## [Work to be completed]
From the records below, set down only the lines starting with the line that contains "Find the man in yellow" and going on through the line that contains "<point>28,520</point>", both included. Keep every character of each line unchanged.

## [Source data]
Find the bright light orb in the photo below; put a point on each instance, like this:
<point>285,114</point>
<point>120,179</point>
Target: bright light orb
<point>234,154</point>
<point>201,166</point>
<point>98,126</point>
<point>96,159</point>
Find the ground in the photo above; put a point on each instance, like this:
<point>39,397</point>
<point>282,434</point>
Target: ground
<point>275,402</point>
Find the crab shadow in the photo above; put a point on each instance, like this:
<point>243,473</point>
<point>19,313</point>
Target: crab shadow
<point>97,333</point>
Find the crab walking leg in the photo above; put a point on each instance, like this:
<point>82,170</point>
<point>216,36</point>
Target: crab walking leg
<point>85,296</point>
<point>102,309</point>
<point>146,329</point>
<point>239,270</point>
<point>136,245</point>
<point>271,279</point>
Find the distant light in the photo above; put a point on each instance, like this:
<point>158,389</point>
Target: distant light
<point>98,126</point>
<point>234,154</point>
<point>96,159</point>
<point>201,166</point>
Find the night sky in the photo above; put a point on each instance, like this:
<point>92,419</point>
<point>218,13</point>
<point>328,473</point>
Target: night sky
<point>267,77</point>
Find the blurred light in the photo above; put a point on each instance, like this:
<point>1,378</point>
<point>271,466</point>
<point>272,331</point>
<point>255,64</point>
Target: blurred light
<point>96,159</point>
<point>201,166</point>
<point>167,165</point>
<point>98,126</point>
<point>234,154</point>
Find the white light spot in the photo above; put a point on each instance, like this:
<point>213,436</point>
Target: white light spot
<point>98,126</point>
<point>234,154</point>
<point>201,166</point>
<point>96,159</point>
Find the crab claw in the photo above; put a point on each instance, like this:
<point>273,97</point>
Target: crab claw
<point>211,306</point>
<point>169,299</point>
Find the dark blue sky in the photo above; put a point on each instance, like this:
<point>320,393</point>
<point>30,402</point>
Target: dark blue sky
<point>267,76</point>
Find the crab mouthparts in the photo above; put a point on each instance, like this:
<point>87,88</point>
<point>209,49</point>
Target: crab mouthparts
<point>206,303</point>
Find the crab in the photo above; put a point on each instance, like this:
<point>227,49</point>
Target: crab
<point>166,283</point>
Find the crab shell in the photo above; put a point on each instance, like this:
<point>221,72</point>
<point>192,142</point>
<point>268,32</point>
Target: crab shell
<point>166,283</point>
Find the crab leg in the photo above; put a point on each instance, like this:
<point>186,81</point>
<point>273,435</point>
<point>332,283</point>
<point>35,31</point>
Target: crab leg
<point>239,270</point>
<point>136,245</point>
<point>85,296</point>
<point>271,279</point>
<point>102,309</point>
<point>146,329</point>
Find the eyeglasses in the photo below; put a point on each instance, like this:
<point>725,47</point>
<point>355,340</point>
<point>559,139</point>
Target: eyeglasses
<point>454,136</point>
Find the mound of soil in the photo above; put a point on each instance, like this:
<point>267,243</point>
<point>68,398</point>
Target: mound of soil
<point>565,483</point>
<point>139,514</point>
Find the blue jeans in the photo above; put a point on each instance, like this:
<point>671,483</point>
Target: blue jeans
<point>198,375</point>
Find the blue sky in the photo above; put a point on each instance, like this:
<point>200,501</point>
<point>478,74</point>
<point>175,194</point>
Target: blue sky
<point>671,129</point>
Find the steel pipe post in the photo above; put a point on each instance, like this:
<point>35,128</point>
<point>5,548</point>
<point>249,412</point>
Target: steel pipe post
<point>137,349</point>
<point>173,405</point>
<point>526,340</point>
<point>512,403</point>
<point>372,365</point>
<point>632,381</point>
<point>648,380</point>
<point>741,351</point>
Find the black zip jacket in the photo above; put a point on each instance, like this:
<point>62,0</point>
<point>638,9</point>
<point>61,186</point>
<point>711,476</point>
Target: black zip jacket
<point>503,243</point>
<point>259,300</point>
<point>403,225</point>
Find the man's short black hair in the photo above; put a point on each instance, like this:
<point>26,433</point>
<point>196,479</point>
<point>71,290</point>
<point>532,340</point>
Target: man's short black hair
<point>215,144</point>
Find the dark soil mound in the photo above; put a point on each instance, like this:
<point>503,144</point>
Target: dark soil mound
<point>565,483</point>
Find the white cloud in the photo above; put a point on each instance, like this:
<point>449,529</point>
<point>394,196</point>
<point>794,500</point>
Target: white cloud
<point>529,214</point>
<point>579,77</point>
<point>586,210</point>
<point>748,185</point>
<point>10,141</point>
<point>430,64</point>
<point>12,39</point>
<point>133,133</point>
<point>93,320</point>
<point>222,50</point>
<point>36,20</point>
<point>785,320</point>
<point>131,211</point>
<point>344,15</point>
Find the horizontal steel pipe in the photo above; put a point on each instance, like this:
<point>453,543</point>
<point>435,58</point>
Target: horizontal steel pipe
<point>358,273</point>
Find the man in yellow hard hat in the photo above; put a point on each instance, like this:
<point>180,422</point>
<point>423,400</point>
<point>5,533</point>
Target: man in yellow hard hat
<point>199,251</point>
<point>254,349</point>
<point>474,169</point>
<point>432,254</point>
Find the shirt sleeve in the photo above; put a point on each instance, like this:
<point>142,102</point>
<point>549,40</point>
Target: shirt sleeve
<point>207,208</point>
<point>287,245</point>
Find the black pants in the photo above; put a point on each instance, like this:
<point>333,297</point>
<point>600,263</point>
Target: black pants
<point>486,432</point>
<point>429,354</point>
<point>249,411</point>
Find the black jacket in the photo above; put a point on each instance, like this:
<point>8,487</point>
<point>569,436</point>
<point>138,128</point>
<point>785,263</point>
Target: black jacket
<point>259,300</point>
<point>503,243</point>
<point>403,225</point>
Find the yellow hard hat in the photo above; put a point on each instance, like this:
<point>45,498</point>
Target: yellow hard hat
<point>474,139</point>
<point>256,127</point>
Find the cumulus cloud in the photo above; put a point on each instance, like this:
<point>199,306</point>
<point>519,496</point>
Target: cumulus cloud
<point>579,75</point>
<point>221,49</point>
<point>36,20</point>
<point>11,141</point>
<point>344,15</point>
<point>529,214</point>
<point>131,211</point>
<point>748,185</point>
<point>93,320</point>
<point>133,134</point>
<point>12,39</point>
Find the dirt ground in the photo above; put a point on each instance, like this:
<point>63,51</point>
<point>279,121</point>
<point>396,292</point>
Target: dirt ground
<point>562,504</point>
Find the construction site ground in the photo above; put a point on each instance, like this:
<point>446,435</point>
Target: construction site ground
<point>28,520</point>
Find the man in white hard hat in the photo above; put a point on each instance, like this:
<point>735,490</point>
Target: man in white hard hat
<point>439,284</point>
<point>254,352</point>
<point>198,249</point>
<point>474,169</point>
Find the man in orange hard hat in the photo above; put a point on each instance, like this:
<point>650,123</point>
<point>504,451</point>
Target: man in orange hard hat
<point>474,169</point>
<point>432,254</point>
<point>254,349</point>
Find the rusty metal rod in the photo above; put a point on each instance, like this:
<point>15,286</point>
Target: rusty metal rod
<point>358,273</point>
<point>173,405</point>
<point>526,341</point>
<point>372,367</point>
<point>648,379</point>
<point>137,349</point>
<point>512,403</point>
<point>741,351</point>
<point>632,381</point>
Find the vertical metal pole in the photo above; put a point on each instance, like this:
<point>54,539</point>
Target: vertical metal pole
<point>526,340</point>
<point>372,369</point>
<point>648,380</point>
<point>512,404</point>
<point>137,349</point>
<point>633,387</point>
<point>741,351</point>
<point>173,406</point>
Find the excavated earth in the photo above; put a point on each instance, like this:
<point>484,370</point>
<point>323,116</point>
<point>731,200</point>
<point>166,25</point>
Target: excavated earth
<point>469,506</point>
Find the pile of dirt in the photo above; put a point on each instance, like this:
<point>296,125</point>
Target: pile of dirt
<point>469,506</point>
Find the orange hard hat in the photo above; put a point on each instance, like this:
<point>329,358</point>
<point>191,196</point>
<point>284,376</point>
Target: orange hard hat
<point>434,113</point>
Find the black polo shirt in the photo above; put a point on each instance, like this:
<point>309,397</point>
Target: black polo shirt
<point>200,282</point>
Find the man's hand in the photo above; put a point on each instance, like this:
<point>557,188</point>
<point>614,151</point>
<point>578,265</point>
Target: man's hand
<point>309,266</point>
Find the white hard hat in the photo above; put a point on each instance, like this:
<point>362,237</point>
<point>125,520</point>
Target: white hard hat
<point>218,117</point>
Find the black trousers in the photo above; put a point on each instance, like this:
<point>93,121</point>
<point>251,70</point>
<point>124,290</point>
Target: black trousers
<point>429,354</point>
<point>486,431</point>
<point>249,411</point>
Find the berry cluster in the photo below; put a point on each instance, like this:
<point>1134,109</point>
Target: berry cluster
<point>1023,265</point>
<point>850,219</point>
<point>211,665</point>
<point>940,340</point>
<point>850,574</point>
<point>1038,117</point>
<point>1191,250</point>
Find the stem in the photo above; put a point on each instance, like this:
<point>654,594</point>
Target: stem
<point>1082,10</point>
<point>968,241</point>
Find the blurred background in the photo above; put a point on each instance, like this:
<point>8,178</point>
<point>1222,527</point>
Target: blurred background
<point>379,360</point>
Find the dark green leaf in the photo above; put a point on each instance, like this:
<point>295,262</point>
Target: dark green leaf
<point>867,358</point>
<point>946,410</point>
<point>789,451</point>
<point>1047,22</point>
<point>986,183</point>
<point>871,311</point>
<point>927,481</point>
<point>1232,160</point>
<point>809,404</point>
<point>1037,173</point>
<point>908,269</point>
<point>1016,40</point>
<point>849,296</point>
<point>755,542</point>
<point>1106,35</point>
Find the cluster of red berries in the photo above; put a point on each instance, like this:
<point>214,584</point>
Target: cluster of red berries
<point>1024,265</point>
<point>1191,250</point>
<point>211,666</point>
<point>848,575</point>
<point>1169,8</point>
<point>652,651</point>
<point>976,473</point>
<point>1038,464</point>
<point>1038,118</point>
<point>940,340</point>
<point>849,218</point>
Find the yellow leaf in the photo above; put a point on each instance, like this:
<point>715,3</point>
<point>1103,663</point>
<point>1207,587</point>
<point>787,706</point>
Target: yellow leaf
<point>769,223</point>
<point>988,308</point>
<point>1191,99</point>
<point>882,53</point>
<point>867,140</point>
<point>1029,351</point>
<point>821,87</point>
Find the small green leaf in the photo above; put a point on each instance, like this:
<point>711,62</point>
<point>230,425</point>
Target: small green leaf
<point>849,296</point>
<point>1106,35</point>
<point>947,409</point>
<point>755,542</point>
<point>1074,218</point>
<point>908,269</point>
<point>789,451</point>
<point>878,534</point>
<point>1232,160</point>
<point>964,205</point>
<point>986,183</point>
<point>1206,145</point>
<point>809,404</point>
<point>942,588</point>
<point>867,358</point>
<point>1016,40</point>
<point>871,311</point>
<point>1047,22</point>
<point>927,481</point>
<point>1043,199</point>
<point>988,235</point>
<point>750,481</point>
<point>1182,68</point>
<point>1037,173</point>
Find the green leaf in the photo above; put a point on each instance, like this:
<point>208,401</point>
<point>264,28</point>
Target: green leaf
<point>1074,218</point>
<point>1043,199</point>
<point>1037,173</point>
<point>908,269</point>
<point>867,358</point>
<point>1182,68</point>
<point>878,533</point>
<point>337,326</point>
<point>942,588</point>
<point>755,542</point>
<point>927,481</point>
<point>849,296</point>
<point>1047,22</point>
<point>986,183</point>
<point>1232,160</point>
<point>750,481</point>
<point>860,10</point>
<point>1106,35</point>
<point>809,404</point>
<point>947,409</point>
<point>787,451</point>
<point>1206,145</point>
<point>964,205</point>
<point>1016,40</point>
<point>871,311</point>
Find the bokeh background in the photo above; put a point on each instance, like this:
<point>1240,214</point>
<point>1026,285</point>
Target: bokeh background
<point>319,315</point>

## [Exercise answer]
Find the man in yellow hard hat in the photo above; put a point on each instance, like this:
<point>180,422</point>
<point>423,400</point>
<point>5,533</point>
Target: man in yellow hard hat
<point>199,251</point>
<point>254,349</point>
<point>474,169</point>
<point>432,254</point>
Find the shirt sleeve in the photo above; put a point on each instance, like this:
<point>142,102</point>
<point>549,40</point>
Target: shirt sleeve
<point>207,208</point>
<point>287,245</point>
Find the black pants in the photo above; put a point on each instance, like this:
<point>333,297</point>
<point>600,263</point>
Target: black pants
<point>486,432</point>
<point>429,354</point>
<point>249,411</point>
Find the black jacket in the photo above; put a point on each instance, like this:
<point>8,487</point>
<point>569,436</point>
<point>138,128</point>
<point>785,263</point>
Target: black jacket
<point>259,300</point>
<point>503,243</point>
<point>403,225</point>
Find the yellow hard hat in the photo above; put a point on each instance, like this:
<point>45,498</point>
Target: yellow hard hat
<point>474,139</point>
<point>256,127</point>
Find the cumulus cloud in the photo above; put a point on each instance, like this:
<point>199,306</point>
<point>519,496</point>
Target: cumulus cloud
<point>579,75</point>
<point>221,49</point>
<point>36,20</point>
<point>11,141</point>
<point>344,15</point>
<point>529,214</point>
<point>131,211</point>
<point>748,185</point>
<point>93,320</point>
<point>133,134</point>
<point>12,39</point>
Find the dirt ground in the photo above; put a point on each instance, like this:
<point>63,51</point>
<point>279,121</point>
<point>396,292</point>
Target: dirt ground
<point>562,504</point>
Find the construction site ground in the photo above; put a point on each instance, like this:
<point>446,435</point>
Target: construction site ground
<point>28,520</point>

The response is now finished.